■ **Information**
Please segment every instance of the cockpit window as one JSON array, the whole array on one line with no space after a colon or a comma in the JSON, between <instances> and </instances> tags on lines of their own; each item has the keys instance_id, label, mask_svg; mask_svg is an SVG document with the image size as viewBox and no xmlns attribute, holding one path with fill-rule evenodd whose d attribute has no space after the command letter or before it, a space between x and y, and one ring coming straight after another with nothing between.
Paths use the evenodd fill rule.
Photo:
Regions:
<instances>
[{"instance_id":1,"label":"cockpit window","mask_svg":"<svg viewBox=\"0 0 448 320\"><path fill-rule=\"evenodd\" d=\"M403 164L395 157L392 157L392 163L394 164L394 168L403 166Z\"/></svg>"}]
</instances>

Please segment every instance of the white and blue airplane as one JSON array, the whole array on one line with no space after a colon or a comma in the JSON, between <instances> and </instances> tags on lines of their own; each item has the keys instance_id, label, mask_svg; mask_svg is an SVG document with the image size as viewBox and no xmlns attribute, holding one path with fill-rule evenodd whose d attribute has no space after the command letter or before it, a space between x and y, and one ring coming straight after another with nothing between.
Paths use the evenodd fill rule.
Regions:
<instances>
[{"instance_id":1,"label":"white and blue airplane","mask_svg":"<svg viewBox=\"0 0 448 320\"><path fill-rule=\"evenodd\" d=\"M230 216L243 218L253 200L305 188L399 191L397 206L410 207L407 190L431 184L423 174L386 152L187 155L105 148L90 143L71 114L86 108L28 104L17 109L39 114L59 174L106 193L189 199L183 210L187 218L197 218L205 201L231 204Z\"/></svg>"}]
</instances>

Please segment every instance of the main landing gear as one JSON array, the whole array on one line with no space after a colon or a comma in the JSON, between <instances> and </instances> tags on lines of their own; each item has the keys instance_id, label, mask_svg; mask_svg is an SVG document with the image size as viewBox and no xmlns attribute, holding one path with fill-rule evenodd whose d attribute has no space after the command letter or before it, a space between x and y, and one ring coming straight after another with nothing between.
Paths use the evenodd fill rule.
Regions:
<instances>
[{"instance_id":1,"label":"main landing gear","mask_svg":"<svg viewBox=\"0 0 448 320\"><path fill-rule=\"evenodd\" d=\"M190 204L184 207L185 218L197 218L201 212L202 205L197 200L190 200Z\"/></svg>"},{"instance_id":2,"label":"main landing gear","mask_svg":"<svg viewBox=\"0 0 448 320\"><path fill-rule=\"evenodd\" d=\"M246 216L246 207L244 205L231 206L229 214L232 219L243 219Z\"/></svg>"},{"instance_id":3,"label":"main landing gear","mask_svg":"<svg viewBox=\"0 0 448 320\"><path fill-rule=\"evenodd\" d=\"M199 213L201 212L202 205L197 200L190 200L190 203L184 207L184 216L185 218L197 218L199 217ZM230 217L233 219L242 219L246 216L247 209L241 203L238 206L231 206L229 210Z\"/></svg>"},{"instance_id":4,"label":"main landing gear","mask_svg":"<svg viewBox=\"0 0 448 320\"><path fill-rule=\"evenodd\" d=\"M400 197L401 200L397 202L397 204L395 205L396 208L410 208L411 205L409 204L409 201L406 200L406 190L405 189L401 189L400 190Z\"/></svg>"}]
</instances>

■ **Your objective**
Line by line, set the records above down again exactly.

■ **Task result**
Please segment every instance of the cockpit window as one JSON array, the whole array on one line with no space after a colon or a comma in the JSON, between <instances> and </instances> tags on lines of their own; each item has the keys instance_id, label, mask_svg; mask_svg is an SVG document with the image size as viewBox and no xmlns attribute, holding one path with fill-rule evenodd whose d attribute has no space after the command letter or before it, a space between x and y, and one ring coming straight after another with nothing between.
Paths use the evenodd fill rule.
Photo:
Regions:
<instances>
[{"instance_id":1,"label":"cockpit window","mask_svg":"<svg viewBox=\"0 0 448 320\"><path fill-rule=\"evenodd\" d=\"M403 164L395 157L392 157L392 163L394 164L394 168L403 166Z\"/></svg>"}]
</instances>

Please segment every instance of the white and blue airplane as one JSON array, the whole array on one line with no space after a colon or a comma in the JSON, between <instances> and </instances> tags on lines of their own; each item has the keys instance_id, label, mask_svg; mask_svg is an SVG document with the image size as viewBox and no xmlns attribute, holding one path with fill-rule evenodd whose d attribute has no space after the command letter or before it, a space between x and y, and one ring coming straight after another with nothing between.
Paths use the evenodd fill rule.
Regions:
<instances>
[{"instance_id":1,"label":"white and blue airplane","mask_svg":"<svg viewBox=\"0 0 448 320\"><path fill-rule=\"evenodd\" d=\"M230 216L243 218L253 200L305 188L399 191L397 206L410 207L407 190L431 184L423 174L386 152L187 155L105 148L90 143L71 114L86 108L28 104L17 109L39 114L59 174L106 193L189 199L183 210L187 218L197 218L205 201L231 204Z\"/></svg>"}]
</instances>

Please segment every instance of the main landing gear as one JSON array, the whole array on one line with no space after a colon or a comma in the JSON, between <instances> and </instances> tags on lines of their own; each item has the keys instance_id, label, mask_svg; mask_svg is an SVG document with the image size as viewBox and no xmlns attribute, holding one path with fill-rule evenodd whose d attribute has no space after the command letter or before it, a space between x and y, and one ring coming straight after another with nothing between.
Paths use the evenodd fill rule.
Regions:
<instances>
[{"instance_id":1,"label":"main landing gear","mask_svg":"<svg viewBox=\"0 0 448 320\"><path fill-rule=\"evenodd\" d=\"M190 204L184 207L185 218L197 218L201 212L202 205L197 200L190 200Z\"/></svg>"},{"instance_id":2,"label":"main landing gear","mask_svg":"<svg viewBox=\"0 0 448 320\"><path fill-rule=\"evenodd\" d=\"M246 216L246 207L244 205L231 206L229 214L232 219L243 219Z\"/></svg>"},{"instance_id":3,"label":"main landing gear","mask_svg":"<svg viewBox=\"0 0 448 320\"><path fill-rule=\"evenodd\" d=\"M199 213L201 212L202 205L197 200L190 200L190 203L184 207L184 216L185 218L197 218L199 217ZM230 217L233 219L242 219L246 216L247 209L241 203L238 206L231 206L229 210Z\"/></svg>"},{"instance_id":4,"label":"main landing gear","mask_svg":"<svg viewBox=\"0 0 448 320\"><path fill-rule=\"evenodd\" d=\"M400 197L401 200L397 202L397 204L395 205L396 208L410 208L411 205L409 204L409 201L406 200L406 190L405 189L401 189L400 190Z\"/></svg>"}]
</instances>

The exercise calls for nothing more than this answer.